» Exercise task
Print the complete set of entries exactly.

Dataset excerpt:
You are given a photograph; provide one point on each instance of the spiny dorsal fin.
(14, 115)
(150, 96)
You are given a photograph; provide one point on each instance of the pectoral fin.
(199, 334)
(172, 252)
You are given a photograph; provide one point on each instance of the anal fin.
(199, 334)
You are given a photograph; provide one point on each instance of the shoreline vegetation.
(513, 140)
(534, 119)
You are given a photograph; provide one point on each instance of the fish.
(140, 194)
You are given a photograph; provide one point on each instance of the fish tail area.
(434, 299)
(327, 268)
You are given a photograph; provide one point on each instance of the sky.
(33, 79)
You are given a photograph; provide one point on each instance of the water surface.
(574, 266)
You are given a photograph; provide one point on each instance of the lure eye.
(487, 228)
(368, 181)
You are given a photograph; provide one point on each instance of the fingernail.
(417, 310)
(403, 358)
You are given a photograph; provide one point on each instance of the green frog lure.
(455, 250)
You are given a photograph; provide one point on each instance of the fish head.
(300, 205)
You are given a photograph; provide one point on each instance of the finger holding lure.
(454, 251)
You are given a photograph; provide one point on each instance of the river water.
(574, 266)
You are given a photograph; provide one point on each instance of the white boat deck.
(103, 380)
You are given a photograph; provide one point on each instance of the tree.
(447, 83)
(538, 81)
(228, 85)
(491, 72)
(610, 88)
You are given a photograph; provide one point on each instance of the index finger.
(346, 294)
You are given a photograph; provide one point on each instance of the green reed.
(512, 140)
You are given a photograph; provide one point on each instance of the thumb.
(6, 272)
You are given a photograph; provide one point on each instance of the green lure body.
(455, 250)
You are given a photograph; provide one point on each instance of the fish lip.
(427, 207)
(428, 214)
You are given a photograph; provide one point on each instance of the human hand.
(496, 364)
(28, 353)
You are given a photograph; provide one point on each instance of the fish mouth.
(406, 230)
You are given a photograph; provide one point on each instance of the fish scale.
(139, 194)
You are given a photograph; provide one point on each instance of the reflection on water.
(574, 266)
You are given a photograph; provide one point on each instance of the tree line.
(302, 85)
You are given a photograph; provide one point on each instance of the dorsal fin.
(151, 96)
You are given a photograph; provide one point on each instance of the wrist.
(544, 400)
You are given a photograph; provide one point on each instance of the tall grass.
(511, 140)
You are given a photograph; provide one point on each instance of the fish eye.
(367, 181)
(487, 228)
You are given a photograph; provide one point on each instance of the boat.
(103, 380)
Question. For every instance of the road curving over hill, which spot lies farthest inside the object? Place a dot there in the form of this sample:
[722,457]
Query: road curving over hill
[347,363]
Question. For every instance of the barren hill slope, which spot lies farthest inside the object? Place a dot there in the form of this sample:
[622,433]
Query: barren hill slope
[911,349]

» Result for this task
You are given a photograph; provide one point on each instance of the spiny dorsal fin.
(14, 115)
(150, 96)
You are given a photograph; provide one point on each instance of the pectoral fin.
(199, 334)
(172, 252)
You are given a photograph; provide one point on each instance of the anal fin.
(199, 334)
You are given a photograph; provide one point on each instance of the shoreline vegetation.
(513, 140)
(534, 119)
You are given a photograph; provide one point on each instance of the fish.
(140, 194)
You are given a photograph; provide one point on each instance of the fish tail area.
(434, 299)
(327, 268)
You are given a photograph; provide one point on each instance of the sky.
(33, 79)
You are given a photograph; provide one point on each instance of the water surface.
(574, 266)
You are given a photograph; provide one point on each instance of the lure eye.
(487, 228)
(368, 181)
You are given a photograph; provide one point on each instance of the fingernail.
(417, 310)
(403, 358)
You are given a photograph; provide one point on each instance of the green frog lure.
(455, 250)
You are given a photograph; provide one point on each instance of the fish head.
(300, 205)
You are given a photograph; provide one point on each instance of the finger holding lure.
(454, 251)
You are given a photograph; provide one point on each instance of the river water.
(574, 266)
You are given a photograph; provide one point on each instance of the white boat deck.
(103, 380)
You are given a photograph; provide one point on each instance of the tree.
(447, 83)
(538, 81)
(228, 85)
(491, 72)
(610, 88)
You are given a photograph; provide one point on each instance of the index finger.
(346, 294)
You are given a photograph; provide one point on each instance of the green reed.
(512, 140)
You are given a photograph; provide one point on each instance of the thumb.
(6, 272)
You are given a photograph; provide one point on each instance of the green lure body.
(455, 250)
You are given a photograph; provide one point on each instance of the fish lip.
(427, 207)
(428, 214)
You are given a photograph; provide one point on each instance of the human hand.
(496, 364)
(28, 353)
You are given a photograph; provide one point on each instance of the fish mouth.
(406, 230)
You are given a photograph; provide one point on each instance of the fish scale.
(139, 194)
You are given a photograph; provide one point on each instance of the reflection on water.
(574, 266)
You are given a photograph; provide one point on each instance of the tree line.
(302, 85)
You are given a photograph; provide one point on each instance of the dorsal fin.
(151, 96)
You are given a photograph; provide one point on each instance of the wrist.
(544, 400)
You are given a photograph; provide one point on each instance of the tall grass.
(511, 140)
You are given a photograph; provide one point on each instance of the fish eye.
(367, 181)
(487, 228)
You are given a photograph; provide one point on each instance of the boat.
(103, 380)
Question. For every instance of the road curving over hill, which spot lies farthest inside the object? Place a dot there in the form of this sample:
[722,457]
Query: road curving over hill
[347,363]
Question. For every instance of the barren hill slope, which spot lies farthest inside the object? Place a dot there in the form of this sample:
[622,433]
Query: barren hill slope
[911,349]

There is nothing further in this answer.